Texto apresentado:
E a quarta prova é voltada para matemática e ciências humanas para atender as áreas de economia, contabilidade, administração, por exemplo. 

Além das questões de conteúdo, há outras orientações, certo?

Isso. Nós também fizemos várias recomendações para que gradativamente o governo e o Inep possam melhorar as avaliações. Incluindo, como as tendências internacionais, o uso de plataformas digitais, no futuro, para todos os alunos.

São conjuntos de recomendações de médio prazo que são importantes para orientar o futuro dessas inovações no Enem. Não é possível fazer todas as mudanças até 2024. Mas é preciso ter um plano gradativo para implementar todas as propostas. Nós também indicamos a necessidade de um comitê de governança, integrado pelo MEC, Inep, Consed, Andifes, Conif, CNE e também um representante do Ensino Superior Particular e outro das escolas de educação básica particular. 

Esse comitê deverá ser divulgado por meio de uma portaria ministerial. O MEC divulgou (segunda-feira, 4/7)  uma portaria sobre isso. A indicação do conselho era no sentido desse comitê de governança ser integrado também por especialistas em avaliação e currículo. Não sabemos se o MEC fará isso ou não. 

Outra proposta nossa foi de que estudantes que optarem por itinerário técnico-profissionais possam ter um bônus, um estímulo, quando se inscreverem para fazer o Enem. Muitas vezes, os estudantes desistem do itinerário técnico-profissional porque pretendem ingressar na universidade. A gente entende que esses itinerários são fundamentais para o desenvolvimento desses alunos. Esse bônus é para estimulá-los a continuarem no curso.

Qual tem sido a dificuldade para divulgar a nova matriz para o primeiro dia de prova?   

A elaboração das matrizes é de responsabilidade do Inep. A autarquia só informou que está desenvolvendo as matrizes para a primeira etapa. E que está preparando, mas não divulgará neste ano de 2022, as matrizes da segunda etapa. Lembrando que a nota do Enem será constituída pelas duas provas. 

A senhora fala que a nova matriz para a segunda etapa só sairá para o próximo ano. Na hipótese de haver uma troca de governo, quais seriam os impactos disso no Novo Enem?

Registros fornecidos:
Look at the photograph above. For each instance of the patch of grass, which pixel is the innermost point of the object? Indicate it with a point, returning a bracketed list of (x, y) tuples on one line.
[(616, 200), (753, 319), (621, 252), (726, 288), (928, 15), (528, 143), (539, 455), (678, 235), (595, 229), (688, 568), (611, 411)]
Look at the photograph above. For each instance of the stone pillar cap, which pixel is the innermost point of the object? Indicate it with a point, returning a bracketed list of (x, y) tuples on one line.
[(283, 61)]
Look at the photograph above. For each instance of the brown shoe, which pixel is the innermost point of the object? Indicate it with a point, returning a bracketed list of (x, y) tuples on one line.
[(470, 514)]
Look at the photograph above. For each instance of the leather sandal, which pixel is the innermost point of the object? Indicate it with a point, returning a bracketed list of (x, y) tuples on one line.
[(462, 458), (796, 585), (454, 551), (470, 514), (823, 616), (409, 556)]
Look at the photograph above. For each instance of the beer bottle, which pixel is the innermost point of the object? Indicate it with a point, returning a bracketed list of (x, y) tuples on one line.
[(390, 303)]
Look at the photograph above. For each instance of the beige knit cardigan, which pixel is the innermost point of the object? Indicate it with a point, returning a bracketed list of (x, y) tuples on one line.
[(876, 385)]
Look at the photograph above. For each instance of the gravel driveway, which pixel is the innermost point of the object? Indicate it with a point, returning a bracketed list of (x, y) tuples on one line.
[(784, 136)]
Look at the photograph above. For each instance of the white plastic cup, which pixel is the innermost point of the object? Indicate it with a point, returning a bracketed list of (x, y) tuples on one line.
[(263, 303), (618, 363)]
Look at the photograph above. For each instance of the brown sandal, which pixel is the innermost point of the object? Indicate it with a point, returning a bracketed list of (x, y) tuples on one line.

Exercícios propostos:
[1] Segundo a entrevista sobre o Novo Enem, por que foi proposto um bônus para os estudantes que optarem por itinerários técnico-profissionais? Responda em uma a três frases.
[2] Dê a continuação da entrevista sobre o Novo Enem a partir do ponto em que ela termina.
Os registros são um material independente do texto.

Respostas em ordem:
[1] Muitos estudantes desistem do itinerário técnico-profissional porque pretendem ingressar na universidade. Esses itinerários são considerados fundamentais para o desenvolvimento dos alunos, e o bônus serve para estimulá-los a continuar no curso.

[2]
Eu não tenho como saber, não tenho bola de cristal. Eu entendo que o próximo governo vai manter o Novo Ensino Médio, deverá implementar essas mudanças propostas. O Novo Enem está totalmente de acordo com o Novo Ensino Médio. 

A pontuação bônus aos egressos do ensino médio técnico-profissional não cria uma desigualdade na disputa?

Esta é uma sugestão que não está regulamentada. É uma recomendação do CNE. O próprio MEC propõe um incentivo para esses alunos do ensino técnico, desde que escolham, na segunda etapa, uma área correlata ao curso que fizeram. Por exemplo, o aluno que fizer um curso técnico de enfermagem e escolher a área da saúde, ele terá um incentivo. Da mesma forma dos que fizerem eletrônica e escolherem matemática, ciências da natureza, terá um bônus. É a proposta do MEC. A nossa não é bem assim. É um bônus geral. Da mesma forma que acontece hoje com as cotas, é mais um incentivo. 

Esse novo modelo de prova deve contemplar os impactos da pandemia no ensino-aprendizagem? 

Os alunos do Ensino Médio, de acordo com as avaliações já disponíveis, feitas nos Estados, foram os menos impactados pela pandemia, no processo de aprendizagem. Houve impacto grande nos indicadores de evasão e abandono. 

Do ponto de vista do aprendizado, os alunos dos anos iniciais e anos finais do ensino fundamental foram muito mais impactados. Eu acredito que até 2024 esses alunos já terão condições. O Novo Ensino Médio está sendo implementado neste ano. Todas as escolas já estão abertas. Os impactos da pandemia até 2024 já estarão menores. 

Além disso, para os alunos, é estimulante saber que o Novo Ensino Médio trabalha o projeto de vida, a partir da forma dele fazer escolhas, definir as disciplinas eletivas, os itinerários, pensar no futuro e nos seus interesses. 

Os alunos do Novo Ensino Médio terão de desenvolver competências, que envolvem conhecimento, habilidades, atitudes e valores. O Novo Ensino Médio está totalmente alinhado às tendências internacionais. Nos outros países, na maioria dos que têm seleção para ingresso no Ensino Superior, há propostas muito parecidas com as que estamos fazendo aqui.